**SELECTED TEXT**:

I don’t know how well the things I’ve been thinking about lately fit into this model, so I’m going to attempt to apply these to my own field (Youth Emergency Services for suicide/homicide/psychosis):
1) Bug is when a clinician gets a call about a crisis and fails to triage whether it’s an issue of sufficient severity. Mom calling because she took her kid’s phone away and now they’re yelling and won’t go to bed can probably be de-escalated over the phone, even if they said the magic words of “I’m going to kill myself,” as long as they don’t have a history of depression or suicidal ideation or self-harm. Simple fix is to train people to better triage and how to respond/deescalate remotely.
2) Dragon is kind of what the job was designed to deal with. Before mobile response teams existed for mental health workers, and in counties that don’t have them, people just call the police. The police will either sit the person down to give them a stern talking to, or arrest them, or take them to the nearest hospital’s psych ward, depending on what’s happening. Someone decided “Hey what if we sent therapists instead, who could de-escalate the problem instead and reserve the involuntary commitment for the cases that really warrant it?” Problem is it’s not really a “solvable” problem, which means...

**EXERCISE REQUIREMENTS**:
#1 In the youth emergency services text, what simple fix is proposed for the bug?
#2 Write the next part of the youth emergency services text, picking up after its last words.
The items aren't needed for this.

**LISTED RECORDS**:
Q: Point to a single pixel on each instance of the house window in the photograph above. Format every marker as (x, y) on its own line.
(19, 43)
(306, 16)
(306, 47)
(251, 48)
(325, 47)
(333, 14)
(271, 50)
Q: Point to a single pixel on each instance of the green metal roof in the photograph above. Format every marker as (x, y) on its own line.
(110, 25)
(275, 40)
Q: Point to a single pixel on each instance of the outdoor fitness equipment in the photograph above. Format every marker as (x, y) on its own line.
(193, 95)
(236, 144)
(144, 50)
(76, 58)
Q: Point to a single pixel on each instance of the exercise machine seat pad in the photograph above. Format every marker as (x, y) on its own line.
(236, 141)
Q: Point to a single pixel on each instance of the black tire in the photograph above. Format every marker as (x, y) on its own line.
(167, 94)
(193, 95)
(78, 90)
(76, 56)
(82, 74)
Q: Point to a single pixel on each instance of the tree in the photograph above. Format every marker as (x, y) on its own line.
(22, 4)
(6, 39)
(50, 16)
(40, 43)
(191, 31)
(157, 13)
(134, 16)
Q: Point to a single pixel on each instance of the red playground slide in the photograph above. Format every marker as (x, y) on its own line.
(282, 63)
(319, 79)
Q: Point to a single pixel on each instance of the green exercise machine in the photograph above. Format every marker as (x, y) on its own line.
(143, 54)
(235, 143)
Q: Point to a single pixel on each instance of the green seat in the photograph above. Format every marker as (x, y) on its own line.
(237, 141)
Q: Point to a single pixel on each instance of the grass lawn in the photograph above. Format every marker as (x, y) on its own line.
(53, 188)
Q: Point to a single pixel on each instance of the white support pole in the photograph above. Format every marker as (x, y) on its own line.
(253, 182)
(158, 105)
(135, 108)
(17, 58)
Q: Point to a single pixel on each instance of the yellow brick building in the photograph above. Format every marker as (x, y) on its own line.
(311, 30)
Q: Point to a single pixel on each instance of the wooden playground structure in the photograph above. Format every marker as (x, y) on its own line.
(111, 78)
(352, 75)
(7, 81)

**ANSWERS TO THE TASKS**:
#1 Train people to triage better and to respond and de-escalate remotely.

#2
3) Bullshit Mountain is sort of the job itself? There’s no Win Condition, it’s just an ongoing series of getting crisis calls and helping those involved as best we can, whether that’s teaching coping skills, creating safety plans, connecting them to services, or sometimes initiating a Baker Act (Florida protocol for involuntary 1-3 day stay at psych ward). Some people only call us once and everything’s fine in follow-up calls. Others call multiple times per month, sometimes even per week, and have been Baker Acted by us or police over a dozen times. But stats say the county is overall doing better for youth suicides/homicides and hospital psych wards have fewer kids being brought in, all this even with things like the Parkland shooting, so we keep plugging at it.
4) Cloud of Doom seems like it could be at least a couple things. The first that no one wants to be left holding the Liability Hot Potato for a suicide, let alone the next mass school shooter, so we have police departments and schools calling us if any kid says anything even remotely like “I want to kill my geometry teacher,” even if it was two weeks ago in a text message to their girlfriend, and then getting mad at us when we won’t Baker Act them.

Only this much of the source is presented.